### What needs to be done
Reproduce each of the following rows verbatim, omitting the picture.

### Given records
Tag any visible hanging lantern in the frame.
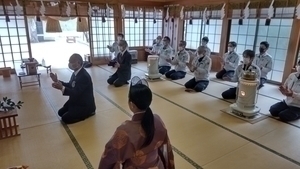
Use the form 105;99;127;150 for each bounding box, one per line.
46;17;62;33
77;18;89;32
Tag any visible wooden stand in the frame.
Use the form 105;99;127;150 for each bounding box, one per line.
0;67;11;77
0;110;20;140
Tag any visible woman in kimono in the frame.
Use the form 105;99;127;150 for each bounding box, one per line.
98;77;175;169
184;46;211;92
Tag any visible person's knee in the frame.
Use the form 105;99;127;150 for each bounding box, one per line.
222;90;234;99
107;78;114;85
216;72;222;79
57;108;66;117
269;105;278;116
170;73;179;80
278;111;295;122
194;84;206;92
114;81;125;87
165;72;172;78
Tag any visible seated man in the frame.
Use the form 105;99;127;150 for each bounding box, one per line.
157;36;173;75
216;42;240;79
184;46;211;92
50;54;96;124
222;49;261;99
166;41;190;80
145;36;163;55
107;33;125;58
269;60;300;122
107;40;132;87
253;41;273;89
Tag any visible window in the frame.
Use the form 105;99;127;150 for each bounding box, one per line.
229;19;257;56
202;19;223;53
145;9;163;46
256;19;293;82
0;6;29;68
255;7;295;82
90;9;115;57
123;9;144;47
184;19;202;49
184;11;222;52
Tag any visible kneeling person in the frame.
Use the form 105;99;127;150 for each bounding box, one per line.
50;54;96;124
222;50;261;99
166;41;190;80
107;40;132;87
216;42;239;79
269;60;300;122
184;46;211;92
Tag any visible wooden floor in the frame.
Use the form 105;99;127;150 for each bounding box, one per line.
0;63;300;169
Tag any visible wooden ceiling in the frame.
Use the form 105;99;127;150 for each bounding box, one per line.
0;0;299;7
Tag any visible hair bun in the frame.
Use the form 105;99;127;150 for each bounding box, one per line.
130;76;149;87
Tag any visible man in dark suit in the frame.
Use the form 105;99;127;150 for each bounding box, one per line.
50;53;96;124
107;40;132;87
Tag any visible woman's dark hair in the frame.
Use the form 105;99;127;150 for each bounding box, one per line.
129;84;155;147
228;41;237;47
260;41;270;49
243;49;255;59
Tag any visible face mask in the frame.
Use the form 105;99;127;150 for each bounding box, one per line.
178;46;184;51
68;63;75;70
259;48;265;53
243;58;250;65
119;46;124;52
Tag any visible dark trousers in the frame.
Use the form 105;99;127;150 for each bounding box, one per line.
184;78;209;92
165;69;186;80
269;101;300;122
107;73;128;87
222;87;237;99
158;66;171;75
58;101;95;124
258;78;267;89
216;69;234;79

### Task result
Tag any visible hanging lantern in the frame.
Use the form 105;99;127;150 for each bounding box, one per line.
46;17;62;33
77;18;89;32
Tag any visible wooden stand in the frame.
Use the form 105;99;127;150 for each bounding box, one per line.
0;67;11;77
0;110;20;140
Tag any visible woman in kimono in the frame.
Use the form 105;99;127;150 for each bounding box, one per line.
98;77;175;169
184;46;211;92
Tag any visible person's knee in the frame.
Use the form 105;99;127;150 for each bounding box, one per line.
222;90;234;99
107;78;114;85
216;72;222;79
57;108;66;117
269;105;278;116
170;73;179;80
278;111;295;122
194;84;206;92
114;81;125;87
165;72;172;78
Tag any visible seated man in the frame.
Use the form 105;99;127;150 for each bounding box, one per line.
157;36;173;75
216;42;240;79
184;46;211;92
50;54;96;124
222;49;261;99
166;41;190;80
145;36;163;55
107;33;125;58
269;60;300;122
107;40;132;87
253;41;273;89
Tag any visible window in the frame.
Use the form 105;99;127;150 for each bounding box, one per line.
229;19;257;56
202;19;223;53
145;9;163;46
256;19;293;82
0;6;29;68
255;7;295;82
90;9;115;57
123;9;144;47
184;19;202;49
184;11;222;52
Tag any visible kneeling person in the frame.
Use the form 105;99;127;150 for each bounding box, one per line.
50;54;96;124
222;50;261;99
166;41;190;80
107;40;132;87
216;42;239;79
269;60;300;122
184;46;211;92
Tag any visible wooden floor in the frame.
Use the form 105;99;127;150 for each bounding box, one per line.
0;63;300;169
Tag any visible wooden ceiling in the frame.
Use the form 105;99;127;150 for each bounding box, one per line.
0;0;299;7
Tag any visible hair bun in the frame.
Use the form 105;99;127;150 for each bounding box, one per line.
130;76;149;87
Tag any visible man in dark suit in the frame.
Use the form 105;99;127;150 for each bounding box, one per line.
50;53;96;124
107;40;132;87
Tag any visible woman's dark hair in the frame.
Use the form 105;99;127;150 for each bounding box, one per line.
129;84;155;147
228;41;237;47
260;41;270;49
243;49;255;59
Tag any visible face mask in the frame.
Use the form 105;99;127;150 for each bounding box, one per line.
178;46;184;51
68;63;75;70
259;48;265;53
243;58;250;65
119;46;124;52
Tag any visible dark trousers in the frame.
Use the form 105;99;127;150 for each bounding box, one per line.
184;78;209;92
165;69;186;80
269;101;300;122
107;73;128;87
222;87;237;99
158;66;171;75
58;101;95;124
258;78;267;89
216;69;234;79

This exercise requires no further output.